[EXERCISE BRIEF] Examine each line of the data. Copy those that contain the string "cloud".

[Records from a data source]
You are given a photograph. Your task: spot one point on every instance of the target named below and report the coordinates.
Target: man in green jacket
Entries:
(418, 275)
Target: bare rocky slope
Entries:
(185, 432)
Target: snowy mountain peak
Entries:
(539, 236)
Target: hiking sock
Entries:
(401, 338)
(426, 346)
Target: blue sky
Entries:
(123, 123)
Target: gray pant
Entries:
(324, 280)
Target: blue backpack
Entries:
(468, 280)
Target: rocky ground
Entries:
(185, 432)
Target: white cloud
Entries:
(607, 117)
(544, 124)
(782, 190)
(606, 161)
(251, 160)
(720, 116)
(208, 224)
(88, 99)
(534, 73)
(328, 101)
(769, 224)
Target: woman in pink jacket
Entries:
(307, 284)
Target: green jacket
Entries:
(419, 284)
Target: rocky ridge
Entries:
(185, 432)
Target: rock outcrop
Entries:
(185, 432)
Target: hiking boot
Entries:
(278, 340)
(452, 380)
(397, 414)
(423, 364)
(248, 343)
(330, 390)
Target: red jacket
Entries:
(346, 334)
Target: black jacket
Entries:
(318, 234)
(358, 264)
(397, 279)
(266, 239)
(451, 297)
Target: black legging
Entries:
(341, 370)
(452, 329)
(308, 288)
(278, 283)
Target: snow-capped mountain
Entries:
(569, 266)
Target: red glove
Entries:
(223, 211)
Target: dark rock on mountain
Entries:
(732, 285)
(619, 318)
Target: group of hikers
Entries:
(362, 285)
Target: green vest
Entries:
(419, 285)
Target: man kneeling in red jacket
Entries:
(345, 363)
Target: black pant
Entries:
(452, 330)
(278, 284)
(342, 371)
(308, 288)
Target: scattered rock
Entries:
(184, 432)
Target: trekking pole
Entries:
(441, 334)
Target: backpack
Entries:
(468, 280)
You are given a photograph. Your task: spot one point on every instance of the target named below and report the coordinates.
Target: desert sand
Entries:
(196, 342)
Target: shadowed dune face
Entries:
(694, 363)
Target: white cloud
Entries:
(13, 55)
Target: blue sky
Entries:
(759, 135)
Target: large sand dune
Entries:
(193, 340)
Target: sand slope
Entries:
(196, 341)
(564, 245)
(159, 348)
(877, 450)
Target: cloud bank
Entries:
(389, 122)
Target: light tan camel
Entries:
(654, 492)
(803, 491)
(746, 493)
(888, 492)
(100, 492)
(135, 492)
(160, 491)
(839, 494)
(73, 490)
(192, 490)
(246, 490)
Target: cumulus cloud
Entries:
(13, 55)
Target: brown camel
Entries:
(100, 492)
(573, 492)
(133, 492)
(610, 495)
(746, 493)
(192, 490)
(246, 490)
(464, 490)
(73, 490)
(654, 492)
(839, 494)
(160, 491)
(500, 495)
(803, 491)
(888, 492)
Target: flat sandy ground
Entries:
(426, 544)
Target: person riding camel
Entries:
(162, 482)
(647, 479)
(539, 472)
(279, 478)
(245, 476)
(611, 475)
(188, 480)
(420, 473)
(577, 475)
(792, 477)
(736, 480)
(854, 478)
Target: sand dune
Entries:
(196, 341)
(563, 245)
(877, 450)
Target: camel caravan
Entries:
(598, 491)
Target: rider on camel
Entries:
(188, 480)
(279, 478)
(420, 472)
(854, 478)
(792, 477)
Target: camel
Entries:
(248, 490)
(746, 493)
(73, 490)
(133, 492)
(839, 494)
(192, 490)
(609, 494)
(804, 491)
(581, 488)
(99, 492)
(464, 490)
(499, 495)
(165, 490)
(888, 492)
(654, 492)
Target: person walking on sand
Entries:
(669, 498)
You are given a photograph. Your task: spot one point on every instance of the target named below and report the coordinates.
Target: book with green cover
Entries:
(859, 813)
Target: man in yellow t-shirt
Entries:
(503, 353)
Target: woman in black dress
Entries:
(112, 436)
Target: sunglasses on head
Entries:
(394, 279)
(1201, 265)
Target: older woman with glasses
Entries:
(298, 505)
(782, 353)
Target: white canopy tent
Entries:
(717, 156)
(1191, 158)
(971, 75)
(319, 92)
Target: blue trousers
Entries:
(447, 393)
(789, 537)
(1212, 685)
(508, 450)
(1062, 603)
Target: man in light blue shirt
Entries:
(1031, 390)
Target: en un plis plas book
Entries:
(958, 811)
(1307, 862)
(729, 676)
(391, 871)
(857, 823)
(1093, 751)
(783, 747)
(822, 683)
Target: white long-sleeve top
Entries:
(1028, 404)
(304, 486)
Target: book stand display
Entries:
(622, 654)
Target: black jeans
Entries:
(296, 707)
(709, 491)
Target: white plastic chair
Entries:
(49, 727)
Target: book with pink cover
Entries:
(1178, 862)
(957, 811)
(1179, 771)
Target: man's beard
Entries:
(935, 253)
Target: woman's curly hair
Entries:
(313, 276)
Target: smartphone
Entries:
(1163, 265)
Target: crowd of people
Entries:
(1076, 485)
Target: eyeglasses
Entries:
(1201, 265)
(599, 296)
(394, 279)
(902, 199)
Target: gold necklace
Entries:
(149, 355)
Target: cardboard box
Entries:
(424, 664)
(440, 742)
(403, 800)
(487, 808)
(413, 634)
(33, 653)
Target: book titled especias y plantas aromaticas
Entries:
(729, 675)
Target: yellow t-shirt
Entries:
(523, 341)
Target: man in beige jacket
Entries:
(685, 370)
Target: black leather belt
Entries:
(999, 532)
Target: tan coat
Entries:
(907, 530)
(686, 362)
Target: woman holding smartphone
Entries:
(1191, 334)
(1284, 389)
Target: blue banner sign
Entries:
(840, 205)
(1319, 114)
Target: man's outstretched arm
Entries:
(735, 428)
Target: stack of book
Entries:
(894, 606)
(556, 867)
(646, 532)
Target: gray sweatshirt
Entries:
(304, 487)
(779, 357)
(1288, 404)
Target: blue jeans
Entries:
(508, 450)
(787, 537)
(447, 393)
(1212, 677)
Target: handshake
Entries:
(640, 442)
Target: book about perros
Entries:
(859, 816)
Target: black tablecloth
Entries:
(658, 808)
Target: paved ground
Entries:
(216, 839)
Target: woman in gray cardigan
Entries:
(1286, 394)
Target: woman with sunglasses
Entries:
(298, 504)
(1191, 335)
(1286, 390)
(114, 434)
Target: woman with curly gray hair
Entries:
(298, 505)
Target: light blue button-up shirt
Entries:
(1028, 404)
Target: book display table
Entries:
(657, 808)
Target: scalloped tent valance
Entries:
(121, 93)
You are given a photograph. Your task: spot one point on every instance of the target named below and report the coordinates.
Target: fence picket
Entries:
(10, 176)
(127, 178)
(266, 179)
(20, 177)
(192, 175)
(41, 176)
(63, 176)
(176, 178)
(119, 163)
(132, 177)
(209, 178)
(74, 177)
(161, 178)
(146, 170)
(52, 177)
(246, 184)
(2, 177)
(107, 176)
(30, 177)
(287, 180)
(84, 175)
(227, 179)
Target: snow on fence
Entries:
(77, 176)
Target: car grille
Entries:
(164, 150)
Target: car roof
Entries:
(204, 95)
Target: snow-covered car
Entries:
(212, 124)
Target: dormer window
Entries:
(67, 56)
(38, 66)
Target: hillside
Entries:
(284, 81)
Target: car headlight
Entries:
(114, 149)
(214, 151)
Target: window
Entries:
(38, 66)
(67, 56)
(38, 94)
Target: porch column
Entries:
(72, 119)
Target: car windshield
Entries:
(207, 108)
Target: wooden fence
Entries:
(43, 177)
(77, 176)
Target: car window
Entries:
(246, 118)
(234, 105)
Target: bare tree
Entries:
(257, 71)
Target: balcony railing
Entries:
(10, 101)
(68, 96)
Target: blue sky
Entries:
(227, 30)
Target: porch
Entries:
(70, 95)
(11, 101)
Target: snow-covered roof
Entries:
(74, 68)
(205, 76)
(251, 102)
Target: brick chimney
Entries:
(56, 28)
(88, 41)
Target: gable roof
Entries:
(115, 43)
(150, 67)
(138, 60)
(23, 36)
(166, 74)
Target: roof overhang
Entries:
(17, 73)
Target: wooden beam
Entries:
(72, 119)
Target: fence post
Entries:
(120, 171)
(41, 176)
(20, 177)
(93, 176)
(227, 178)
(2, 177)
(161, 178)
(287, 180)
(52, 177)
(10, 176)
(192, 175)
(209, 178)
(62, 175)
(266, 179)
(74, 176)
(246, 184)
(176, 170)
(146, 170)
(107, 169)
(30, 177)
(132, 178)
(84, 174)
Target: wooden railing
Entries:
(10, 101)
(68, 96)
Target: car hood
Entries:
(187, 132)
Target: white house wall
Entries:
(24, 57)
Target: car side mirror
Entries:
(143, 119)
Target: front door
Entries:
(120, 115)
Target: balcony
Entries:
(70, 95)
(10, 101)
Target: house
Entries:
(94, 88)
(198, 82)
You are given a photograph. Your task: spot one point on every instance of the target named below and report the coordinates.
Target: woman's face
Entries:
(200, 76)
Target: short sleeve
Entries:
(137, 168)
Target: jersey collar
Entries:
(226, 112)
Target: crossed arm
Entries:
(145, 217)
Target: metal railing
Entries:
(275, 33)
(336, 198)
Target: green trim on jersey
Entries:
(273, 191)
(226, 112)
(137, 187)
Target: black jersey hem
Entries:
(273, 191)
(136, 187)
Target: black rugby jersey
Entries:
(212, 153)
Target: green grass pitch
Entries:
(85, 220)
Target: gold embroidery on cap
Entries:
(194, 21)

[THE COMPLETED TASK]
Target: white cloud
Target: white cloud
Target: cloud bank
Target: cumulus cloud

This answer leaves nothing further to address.